#### Referring expression pointing data

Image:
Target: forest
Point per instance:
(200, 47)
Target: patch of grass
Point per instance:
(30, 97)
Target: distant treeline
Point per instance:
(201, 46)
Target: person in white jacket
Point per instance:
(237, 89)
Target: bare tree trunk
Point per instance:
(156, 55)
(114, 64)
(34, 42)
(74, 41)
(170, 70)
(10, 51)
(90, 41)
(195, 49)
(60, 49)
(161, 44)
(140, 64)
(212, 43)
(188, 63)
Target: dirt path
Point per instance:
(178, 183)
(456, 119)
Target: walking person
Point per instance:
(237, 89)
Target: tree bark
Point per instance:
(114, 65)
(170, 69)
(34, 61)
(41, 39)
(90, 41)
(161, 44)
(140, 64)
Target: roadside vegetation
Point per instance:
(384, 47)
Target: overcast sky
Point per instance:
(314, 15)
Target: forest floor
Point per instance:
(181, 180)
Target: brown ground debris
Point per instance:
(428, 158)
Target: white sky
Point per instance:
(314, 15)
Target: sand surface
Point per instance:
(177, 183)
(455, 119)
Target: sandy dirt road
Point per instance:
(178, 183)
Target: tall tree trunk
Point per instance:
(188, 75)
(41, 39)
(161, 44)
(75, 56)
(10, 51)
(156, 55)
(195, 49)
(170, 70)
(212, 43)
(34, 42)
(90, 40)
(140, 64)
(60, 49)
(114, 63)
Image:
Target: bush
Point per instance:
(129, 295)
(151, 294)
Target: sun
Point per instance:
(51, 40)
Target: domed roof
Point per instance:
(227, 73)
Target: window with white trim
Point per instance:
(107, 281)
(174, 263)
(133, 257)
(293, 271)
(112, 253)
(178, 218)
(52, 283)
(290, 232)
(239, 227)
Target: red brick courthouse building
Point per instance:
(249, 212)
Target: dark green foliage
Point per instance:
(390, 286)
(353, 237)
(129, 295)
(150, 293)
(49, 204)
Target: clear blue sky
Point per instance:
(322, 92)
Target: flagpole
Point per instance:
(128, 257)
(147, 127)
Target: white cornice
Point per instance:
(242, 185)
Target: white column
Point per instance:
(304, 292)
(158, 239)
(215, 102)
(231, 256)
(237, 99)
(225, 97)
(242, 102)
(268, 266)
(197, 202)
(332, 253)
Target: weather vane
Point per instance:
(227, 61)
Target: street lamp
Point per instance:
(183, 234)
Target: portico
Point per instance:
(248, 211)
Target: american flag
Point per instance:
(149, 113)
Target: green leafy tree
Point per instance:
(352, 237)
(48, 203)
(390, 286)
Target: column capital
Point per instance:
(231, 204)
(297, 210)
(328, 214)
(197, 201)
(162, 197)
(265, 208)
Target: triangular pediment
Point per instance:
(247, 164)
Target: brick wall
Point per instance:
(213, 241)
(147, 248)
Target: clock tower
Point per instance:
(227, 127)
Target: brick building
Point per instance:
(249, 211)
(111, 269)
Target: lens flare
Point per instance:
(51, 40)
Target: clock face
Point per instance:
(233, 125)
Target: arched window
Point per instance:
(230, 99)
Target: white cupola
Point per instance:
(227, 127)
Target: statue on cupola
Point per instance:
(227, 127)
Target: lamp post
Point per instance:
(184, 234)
---
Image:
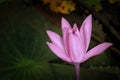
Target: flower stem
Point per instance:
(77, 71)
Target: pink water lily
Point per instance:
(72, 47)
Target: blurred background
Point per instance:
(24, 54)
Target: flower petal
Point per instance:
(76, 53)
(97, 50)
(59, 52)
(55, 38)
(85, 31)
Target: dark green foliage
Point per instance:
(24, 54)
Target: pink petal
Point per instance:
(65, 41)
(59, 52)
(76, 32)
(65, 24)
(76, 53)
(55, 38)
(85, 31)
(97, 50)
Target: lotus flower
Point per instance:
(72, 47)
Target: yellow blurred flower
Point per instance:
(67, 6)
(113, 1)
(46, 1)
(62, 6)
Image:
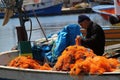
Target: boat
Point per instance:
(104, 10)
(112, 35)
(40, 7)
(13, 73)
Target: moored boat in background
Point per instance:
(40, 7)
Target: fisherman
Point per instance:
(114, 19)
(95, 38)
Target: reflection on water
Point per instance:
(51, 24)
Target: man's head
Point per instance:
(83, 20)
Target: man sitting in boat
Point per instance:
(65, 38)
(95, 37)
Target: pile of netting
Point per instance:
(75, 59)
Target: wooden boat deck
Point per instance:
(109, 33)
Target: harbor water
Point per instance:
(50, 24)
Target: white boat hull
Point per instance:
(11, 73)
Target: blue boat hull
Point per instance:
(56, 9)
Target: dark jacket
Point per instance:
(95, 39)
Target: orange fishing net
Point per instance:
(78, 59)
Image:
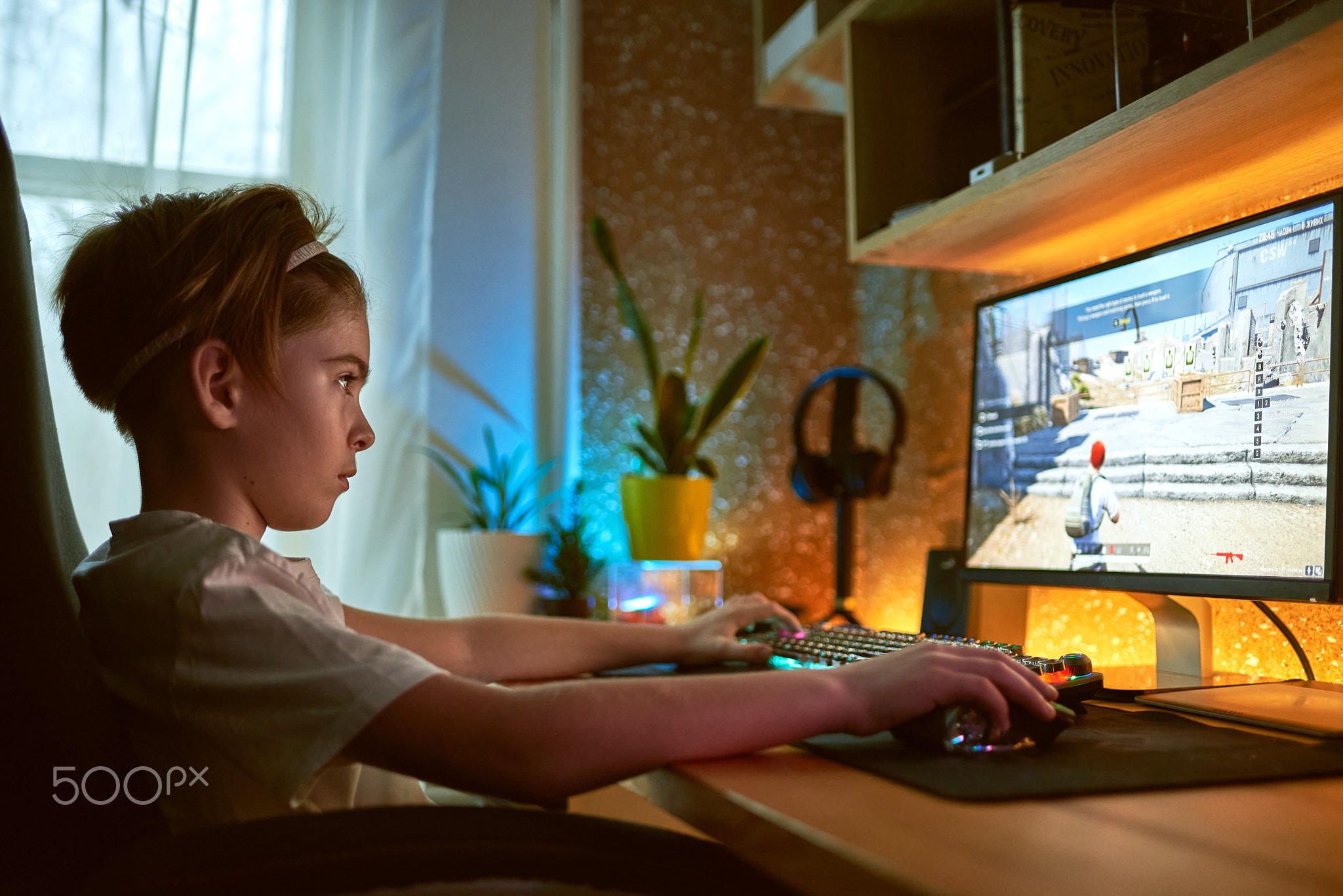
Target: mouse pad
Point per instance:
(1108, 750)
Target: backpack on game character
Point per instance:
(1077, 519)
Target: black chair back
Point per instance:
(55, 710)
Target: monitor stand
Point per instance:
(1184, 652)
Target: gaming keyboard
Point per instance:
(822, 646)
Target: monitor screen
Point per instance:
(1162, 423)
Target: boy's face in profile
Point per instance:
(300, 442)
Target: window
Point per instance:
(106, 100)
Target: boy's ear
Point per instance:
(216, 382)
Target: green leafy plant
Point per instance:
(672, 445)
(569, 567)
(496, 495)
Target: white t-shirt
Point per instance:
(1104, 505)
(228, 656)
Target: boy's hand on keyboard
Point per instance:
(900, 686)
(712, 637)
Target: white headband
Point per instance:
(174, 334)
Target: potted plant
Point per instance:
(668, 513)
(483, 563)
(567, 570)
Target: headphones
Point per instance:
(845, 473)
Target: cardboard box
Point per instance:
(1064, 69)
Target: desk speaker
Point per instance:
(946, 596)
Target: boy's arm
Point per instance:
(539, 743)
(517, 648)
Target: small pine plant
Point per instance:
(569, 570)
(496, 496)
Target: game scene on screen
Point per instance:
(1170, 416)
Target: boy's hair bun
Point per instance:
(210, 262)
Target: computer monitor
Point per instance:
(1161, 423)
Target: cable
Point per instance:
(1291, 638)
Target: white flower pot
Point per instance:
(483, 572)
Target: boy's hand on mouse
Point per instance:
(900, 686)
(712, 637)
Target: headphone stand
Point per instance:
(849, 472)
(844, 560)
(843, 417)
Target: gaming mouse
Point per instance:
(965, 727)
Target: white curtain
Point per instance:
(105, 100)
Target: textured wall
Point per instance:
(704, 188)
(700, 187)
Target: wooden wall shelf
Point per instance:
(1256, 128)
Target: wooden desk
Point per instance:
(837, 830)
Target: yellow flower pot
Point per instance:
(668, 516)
==
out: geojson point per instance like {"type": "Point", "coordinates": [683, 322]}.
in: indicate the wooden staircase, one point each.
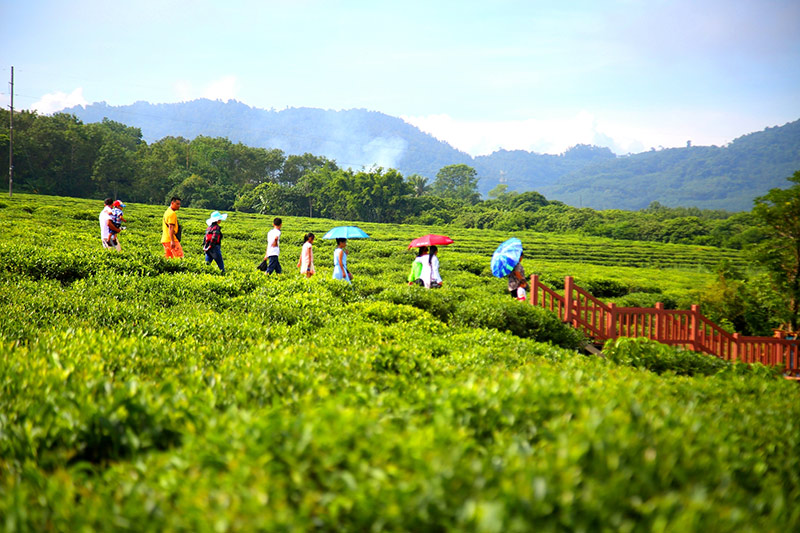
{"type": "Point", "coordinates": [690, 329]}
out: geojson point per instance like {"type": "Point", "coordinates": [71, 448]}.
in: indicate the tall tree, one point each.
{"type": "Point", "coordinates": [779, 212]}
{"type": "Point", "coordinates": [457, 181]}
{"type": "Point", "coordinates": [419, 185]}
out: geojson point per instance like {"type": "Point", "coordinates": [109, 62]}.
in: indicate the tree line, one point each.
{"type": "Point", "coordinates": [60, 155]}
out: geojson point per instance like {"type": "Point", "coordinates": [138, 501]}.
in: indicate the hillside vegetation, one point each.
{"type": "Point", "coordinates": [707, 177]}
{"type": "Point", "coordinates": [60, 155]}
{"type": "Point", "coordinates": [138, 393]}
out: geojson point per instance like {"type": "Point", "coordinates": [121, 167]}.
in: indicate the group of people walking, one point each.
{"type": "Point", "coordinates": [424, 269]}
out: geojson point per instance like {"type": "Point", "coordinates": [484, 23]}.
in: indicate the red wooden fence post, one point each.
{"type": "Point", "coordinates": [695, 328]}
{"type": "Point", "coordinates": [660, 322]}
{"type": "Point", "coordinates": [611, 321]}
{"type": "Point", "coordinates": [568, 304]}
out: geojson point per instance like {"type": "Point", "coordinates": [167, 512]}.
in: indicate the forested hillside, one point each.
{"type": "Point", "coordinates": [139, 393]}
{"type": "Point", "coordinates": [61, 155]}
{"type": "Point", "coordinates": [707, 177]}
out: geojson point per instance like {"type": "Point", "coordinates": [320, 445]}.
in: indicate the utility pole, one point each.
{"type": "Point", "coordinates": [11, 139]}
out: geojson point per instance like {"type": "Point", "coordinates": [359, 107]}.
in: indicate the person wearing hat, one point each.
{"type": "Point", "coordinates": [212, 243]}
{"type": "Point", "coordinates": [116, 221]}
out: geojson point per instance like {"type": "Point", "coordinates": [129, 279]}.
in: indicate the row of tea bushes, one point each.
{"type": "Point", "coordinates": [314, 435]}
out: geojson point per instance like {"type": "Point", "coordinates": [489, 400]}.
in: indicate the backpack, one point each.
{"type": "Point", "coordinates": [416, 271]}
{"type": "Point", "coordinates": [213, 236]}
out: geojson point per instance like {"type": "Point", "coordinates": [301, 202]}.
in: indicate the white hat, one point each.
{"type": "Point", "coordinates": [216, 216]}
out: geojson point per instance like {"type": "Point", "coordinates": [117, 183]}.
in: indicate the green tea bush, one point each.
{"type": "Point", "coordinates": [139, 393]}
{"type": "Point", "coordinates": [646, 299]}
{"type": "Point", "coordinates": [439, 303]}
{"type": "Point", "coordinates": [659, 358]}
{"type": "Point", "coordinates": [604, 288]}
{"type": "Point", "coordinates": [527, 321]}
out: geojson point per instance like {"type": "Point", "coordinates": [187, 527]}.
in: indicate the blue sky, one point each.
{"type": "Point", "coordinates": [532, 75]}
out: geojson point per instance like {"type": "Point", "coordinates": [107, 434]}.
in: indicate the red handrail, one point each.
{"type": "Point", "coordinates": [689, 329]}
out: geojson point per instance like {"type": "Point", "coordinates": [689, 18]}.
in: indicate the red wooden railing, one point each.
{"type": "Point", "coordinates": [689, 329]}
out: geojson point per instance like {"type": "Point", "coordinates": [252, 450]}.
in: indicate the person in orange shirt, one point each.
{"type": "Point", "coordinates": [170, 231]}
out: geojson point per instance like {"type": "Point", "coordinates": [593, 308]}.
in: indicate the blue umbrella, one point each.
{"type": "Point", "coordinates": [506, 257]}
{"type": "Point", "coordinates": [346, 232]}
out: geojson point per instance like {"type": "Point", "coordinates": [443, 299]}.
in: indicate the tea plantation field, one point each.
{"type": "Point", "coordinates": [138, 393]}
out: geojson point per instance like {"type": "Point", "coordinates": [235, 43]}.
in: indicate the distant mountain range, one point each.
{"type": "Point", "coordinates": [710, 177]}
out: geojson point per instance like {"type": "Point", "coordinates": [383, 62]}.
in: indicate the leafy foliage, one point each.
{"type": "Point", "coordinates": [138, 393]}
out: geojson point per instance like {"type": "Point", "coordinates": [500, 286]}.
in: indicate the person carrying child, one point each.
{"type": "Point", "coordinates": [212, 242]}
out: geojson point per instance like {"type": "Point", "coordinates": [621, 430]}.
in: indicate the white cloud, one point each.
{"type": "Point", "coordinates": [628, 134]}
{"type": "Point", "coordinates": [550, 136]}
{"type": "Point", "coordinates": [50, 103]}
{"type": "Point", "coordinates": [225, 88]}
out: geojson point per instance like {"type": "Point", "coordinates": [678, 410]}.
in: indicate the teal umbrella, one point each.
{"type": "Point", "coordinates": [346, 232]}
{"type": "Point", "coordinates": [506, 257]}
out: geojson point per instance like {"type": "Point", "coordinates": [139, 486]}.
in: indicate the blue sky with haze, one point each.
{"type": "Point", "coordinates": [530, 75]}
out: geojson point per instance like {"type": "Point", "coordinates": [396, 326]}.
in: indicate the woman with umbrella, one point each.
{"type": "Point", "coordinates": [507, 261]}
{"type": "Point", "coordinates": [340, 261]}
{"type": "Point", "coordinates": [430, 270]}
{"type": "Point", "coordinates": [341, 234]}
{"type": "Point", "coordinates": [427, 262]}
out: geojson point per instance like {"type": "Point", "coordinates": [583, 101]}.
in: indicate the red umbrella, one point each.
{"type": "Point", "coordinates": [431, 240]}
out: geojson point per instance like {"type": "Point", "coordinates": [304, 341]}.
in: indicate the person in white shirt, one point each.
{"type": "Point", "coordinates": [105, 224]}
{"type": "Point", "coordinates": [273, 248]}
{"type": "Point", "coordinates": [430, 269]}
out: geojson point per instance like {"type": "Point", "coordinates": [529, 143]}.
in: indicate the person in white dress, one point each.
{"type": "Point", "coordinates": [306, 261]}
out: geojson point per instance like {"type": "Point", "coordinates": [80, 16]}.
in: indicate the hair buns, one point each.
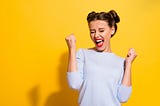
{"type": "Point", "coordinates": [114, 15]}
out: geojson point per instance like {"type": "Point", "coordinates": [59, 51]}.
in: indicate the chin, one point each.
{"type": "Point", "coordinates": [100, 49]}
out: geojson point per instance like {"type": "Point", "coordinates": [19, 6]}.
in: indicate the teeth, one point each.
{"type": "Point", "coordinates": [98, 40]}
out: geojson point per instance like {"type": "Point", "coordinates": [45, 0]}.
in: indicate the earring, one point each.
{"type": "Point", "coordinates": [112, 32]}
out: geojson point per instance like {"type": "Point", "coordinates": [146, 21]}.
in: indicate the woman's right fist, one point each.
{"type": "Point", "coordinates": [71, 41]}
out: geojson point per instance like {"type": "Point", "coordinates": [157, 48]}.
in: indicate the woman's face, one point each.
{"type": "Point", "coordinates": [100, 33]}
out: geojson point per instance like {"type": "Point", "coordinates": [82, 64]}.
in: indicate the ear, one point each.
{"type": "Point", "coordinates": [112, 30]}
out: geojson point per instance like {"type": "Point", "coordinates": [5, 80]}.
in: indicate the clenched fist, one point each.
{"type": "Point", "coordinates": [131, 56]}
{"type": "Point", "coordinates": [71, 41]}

#### Your task
Write out, word for word, the stretch of entries that begins at the line with "Target: blue boat hull" and ends at the line with "Target: green leafy plant". Pictures do not belong in it.

#### Exercise answer
Target: blue boat hull
Point per instance:
(56, 9)
Target: dark jacket
Point per instance:
(95, 39)
Target: orange fishing net
Point per instance:
(78, 59)
Image:
Target: mouse pad
Point per instance:
(1108, 750)
Target: backpack on game character
Point per instance:
(1077, 519)
Target: black chair back
Point per instance:
(55, 710)
Target: monitor stand
Point per instance:
(1184, 652)
Target: gaming keyboard
Point per instance:
(822, 646)
Target: monitor screen
Point per instance:
(1162, 423)
Target: boy's face in profile
Point per instance:
(300, 442)
Target: window
Point per instance:
(106, 100)
Target: boy's ear
Point per instance:
(216, 382)
Target: green leafy plant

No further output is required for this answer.